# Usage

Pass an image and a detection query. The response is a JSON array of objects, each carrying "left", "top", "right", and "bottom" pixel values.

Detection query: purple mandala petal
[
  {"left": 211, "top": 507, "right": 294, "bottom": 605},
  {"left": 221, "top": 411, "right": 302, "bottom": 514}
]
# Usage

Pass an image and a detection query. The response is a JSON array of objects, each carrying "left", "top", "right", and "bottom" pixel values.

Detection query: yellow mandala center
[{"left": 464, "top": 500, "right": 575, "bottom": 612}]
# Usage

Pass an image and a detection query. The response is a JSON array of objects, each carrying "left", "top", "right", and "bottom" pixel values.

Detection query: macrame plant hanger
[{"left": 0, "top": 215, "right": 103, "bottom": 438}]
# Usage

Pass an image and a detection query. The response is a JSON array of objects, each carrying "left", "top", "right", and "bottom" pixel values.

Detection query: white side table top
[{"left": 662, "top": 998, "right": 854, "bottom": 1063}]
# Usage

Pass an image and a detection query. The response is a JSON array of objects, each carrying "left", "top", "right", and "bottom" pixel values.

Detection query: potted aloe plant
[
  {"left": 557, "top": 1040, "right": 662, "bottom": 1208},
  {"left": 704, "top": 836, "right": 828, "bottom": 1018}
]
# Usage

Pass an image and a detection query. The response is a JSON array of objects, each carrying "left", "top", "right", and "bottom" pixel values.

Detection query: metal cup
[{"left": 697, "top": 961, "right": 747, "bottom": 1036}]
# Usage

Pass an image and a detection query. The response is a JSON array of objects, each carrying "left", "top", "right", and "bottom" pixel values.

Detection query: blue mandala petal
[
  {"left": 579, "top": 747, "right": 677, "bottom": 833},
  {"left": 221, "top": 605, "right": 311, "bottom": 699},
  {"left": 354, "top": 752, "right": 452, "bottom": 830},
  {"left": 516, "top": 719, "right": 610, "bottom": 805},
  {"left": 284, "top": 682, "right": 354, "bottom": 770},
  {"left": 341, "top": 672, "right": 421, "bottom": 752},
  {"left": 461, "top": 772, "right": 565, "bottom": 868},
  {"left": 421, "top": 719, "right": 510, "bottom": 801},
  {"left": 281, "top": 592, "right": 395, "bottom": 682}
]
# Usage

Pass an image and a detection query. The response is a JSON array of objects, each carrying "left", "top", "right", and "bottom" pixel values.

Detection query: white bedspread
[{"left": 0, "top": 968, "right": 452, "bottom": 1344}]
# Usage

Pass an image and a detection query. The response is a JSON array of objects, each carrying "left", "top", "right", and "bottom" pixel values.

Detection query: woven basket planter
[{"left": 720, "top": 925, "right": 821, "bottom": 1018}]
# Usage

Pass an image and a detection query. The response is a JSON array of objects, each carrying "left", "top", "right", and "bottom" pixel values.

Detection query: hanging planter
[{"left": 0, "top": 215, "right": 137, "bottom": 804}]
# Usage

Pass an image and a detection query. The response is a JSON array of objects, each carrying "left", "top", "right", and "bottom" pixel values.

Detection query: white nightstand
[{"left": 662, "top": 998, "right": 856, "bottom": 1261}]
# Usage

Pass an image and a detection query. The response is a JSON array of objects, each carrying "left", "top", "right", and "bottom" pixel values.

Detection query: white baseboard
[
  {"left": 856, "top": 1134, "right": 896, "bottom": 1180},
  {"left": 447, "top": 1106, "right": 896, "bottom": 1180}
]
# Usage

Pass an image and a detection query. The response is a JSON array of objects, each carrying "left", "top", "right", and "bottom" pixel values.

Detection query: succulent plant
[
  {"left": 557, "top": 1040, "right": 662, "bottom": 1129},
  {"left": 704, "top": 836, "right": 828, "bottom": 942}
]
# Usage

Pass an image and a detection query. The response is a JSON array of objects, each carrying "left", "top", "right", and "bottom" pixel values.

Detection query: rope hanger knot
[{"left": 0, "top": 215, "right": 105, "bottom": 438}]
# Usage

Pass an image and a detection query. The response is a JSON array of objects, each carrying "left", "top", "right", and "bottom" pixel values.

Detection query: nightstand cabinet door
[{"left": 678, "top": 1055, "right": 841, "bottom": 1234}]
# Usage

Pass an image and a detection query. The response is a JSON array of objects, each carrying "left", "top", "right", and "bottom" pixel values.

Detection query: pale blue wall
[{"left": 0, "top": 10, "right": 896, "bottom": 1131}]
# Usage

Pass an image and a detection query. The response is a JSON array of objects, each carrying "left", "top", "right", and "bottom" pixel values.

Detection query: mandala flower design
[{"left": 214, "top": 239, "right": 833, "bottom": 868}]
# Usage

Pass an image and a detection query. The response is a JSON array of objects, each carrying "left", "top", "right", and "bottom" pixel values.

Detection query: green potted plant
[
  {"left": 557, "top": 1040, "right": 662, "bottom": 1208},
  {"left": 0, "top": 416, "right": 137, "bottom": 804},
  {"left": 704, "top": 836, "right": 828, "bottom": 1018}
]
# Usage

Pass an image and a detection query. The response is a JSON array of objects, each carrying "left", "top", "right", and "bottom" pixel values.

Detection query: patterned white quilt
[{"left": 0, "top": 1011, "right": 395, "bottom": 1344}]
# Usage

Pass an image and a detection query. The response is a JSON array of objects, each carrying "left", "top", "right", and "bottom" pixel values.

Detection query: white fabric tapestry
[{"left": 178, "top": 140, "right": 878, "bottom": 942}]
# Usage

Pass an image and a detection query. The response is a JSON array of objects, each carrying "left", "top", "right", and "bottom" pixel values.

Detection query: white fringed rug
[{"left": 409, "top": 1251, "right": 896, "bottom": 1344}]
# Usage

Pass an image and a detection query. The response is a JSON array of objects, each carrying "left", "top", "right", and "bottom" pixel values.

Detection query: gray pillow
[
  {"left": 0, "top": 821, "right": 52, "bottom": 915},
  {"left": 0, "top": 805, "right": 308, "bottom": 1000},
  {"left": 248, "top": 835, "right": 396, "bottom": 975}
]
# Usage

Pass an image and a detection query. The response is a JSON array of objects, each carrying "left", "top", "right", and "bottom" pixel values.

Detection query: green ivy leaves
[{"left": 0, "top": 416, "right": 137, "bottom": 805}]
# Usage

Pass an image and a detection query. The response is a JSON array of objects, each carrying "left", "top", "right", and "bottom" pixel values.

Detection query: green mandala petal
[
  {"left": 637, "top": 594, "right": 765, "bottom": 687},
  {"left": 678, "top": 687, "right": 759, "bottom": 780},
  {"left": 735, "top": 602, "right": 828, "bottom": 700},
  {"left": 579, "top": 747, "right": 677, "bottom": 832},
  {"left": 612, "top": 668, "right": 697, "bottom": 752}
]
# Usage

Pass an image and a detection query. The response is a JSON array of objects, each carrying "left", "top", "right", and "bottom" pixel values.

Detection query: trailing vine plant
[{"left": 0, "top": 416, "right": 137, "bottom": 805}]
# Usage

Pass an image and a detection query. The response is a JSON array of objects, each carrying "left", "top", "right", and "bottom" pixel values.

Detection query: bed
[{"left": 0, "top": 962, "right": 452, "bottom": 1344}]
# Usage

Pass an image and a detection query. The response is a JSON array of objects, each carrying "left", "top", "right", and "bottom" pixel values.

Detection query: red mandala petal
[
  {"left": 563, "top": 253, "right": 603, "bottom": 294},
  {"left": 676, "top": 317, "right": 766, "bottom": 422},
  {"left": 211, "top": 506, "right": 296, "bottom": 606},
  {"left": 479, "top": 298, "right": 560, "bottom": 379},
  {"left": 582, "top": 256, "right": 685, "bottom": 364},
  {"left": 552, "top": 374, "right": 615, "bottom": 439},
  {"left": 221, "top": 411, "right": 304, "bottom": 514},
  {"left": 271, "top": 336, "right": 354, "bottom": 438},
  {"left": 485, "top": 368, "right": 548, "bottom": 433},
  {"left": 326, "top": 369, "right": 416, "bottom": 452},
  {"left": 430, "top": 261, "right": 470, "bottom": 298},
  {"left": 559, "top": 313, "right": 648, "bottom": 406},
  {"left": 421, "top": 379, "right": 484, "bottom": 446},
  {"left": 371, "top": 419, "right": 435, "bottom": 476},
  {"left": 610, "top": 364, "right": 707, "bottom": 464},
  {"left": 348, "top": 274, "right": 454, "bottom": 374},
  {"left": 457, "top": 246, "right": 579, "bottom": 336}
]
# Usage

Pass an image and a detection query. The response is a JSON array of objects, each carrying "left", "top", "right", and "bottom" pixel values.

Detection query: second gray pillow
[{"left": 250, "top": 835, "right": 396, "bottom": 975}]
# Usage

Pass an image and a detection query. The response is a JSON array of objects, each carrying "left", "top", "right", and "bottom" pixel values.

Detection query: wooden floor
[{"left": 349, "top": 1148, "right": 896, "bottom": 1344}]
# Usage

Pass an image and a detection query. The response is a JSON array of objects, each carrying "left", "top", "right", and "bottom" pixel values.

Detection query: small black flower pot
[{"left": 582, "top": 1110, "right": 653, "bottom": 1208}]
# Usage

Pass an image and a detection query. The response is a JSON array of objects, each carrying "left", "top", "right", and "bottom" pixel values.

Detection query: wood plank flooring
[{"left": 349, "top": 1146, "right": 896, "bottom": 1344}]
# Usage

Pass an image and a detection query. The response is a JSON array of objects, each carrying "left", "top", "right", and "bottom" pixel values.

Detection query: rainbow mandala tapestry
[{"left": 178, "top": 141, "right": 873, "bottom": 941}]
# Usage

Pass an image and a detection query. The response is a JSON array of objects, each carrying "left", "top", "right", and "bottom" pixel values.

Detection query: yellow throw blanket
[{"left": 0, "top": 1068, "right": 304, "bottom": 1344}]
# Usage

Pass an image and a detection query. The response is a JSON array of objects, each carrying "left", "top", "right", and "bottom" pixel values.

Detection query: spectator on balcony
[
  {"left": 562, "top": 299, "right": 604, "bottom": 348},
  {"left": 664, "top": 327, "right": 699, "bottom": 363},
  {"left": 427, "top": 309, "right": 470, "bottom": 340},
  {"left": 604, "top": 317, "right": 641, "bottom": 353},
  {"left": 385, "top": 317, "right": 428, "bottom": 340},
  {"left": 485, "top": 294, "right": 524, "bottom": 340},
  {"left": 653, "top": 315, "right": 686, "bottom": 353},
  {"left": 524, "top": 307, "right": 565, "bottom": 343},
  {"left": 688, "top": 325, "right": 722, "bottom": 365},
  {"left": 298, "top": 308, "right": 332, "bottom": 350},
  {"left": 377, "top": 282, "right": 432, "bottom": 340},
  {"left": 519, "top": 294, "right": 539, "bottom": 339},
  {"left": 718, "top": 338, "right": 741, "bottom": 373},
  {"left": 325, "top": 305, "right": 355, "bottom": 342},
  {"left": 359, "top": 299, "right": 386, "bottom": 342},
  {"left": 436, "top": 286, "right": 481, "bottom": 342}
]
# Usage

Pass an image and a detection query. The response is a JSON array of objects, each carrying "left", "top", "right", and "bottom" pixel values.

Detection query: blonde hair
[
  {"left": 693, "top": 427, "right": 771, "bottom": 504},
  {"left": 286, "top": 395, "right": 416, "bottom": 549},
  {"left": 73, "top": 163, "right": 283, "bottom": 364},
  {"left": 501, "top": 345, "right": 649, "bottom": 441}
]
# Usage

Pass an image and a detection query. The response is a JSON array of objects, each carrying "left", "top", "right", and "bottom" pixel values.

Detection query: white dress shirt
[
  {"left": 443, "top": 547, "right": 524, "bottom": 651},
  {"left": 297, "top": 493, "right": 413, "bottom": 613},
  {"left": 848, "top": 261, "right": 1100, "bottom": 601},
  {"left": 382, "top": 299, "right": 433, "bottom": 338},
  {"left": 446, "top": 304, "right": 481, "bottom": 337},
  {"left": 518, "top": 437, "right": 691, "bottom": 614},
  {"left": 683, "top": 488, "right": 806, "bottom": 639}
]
§
PROBLEM REQUIREMENTS ▸
Pick out every line of the listing above that contains the word "white", and copy each one.

TASK ANSWER ▸
Detection query: white side table top
Detection query: white bedspread
Detection query: white nightstand
Detection query: white baseboard
Detection query: patterned white quilt
Detection query: white fabric tapestry
Detection query: white fringed rug
Detection query: white dress shirt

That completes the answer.